§ What to work on
Express these records as a two-column CSV with the headers "request" and "answer", one row per record: the request text in one quoted field and its answer in the other, with line breaks replaced by spaces.

§ Provided material
- - - - -
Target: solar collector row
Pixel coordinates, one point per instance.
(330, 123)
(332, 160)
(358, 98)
- - - - -
§ Exercise output
request,answer
"Target: solar collector row Pixel coordinates, one point per instance.","(330, 123) (332, 160) (358, 98)"